Data for this task:

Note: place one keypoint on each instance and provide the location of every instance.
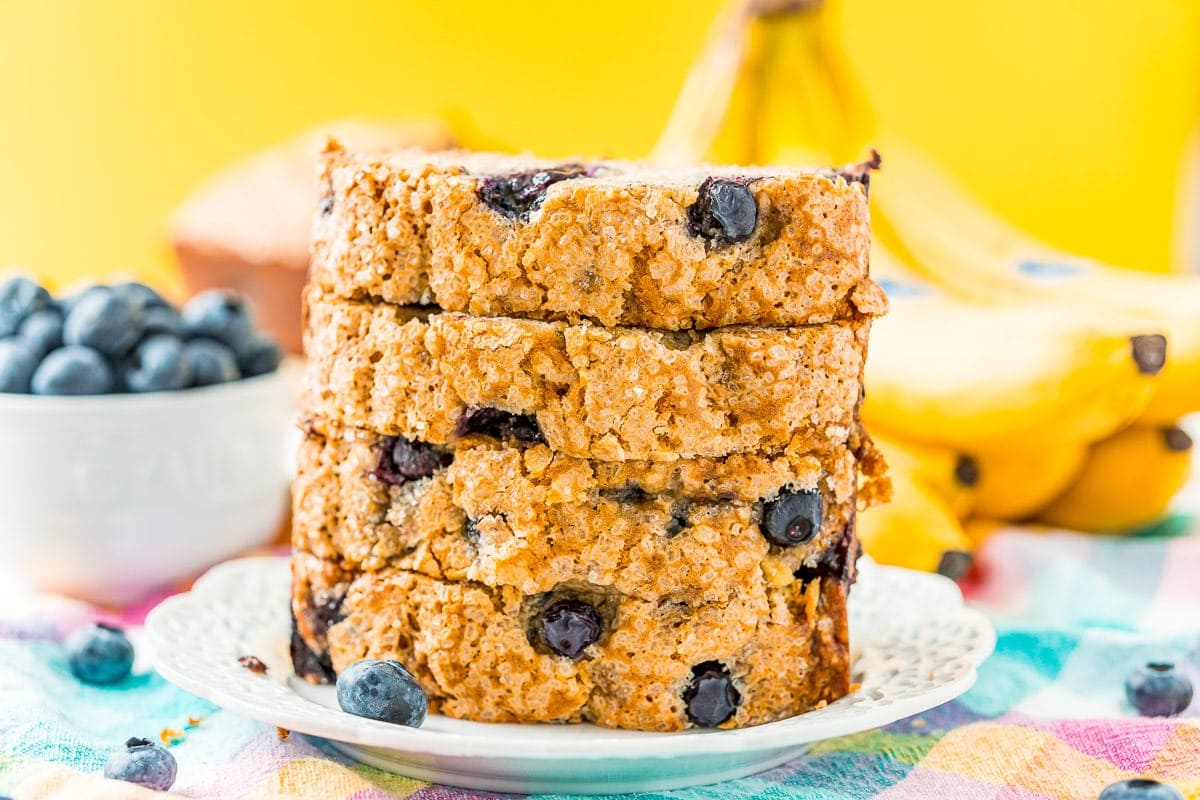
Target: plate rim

---

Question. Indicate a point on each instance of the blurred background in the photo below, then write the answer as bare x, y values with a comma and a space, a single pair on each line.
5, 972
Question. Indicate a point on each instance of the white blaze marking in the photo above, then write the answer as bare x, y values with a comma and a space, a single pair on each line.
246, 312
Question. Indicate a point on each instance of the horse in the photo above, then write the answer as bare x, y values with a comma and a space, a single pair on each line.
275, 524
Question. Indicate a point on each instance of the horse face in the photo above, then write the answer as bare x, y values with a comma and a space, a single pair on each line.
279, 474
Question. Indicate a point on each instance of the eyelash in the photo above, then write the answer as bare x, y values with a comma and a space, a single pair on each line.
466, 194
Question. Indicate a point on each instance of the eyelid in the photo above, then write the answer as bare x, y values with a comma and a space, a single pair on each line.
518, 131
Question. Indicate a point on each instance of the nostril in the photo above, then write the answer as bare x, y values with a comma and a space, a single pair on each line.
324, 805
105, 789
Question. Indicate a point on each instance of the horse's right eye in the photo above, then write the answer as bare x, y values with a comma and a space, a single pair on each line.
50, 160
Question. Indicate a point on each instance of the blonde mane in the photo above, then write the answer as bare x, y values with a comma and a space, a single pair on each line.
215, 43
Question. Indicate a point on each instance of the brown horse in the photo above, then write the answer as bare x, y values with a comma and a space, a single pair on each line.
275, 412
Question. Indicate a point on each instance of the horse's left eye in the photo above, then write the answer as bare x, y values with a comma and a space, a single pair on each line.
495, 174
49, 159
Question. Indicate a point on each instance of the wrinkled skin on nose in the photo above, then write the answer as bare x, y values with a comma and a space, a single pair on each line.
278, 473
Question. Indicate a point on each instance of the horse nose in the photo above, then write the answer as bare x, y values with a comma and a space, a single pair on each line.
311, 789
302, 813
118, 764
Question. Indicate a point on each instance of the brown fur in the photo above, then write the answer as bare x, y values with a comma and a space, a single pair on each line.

What to produce: Nothing outside the stretch above, from the line with "Note: place one" through the line with "Target: plate rim", is set down. Transcribe that stretch exactly, ends included, but not its pictures.

Result of this exercise:
Note: place one keypoint on each instance and provide the location of every instance.
Target: plate rim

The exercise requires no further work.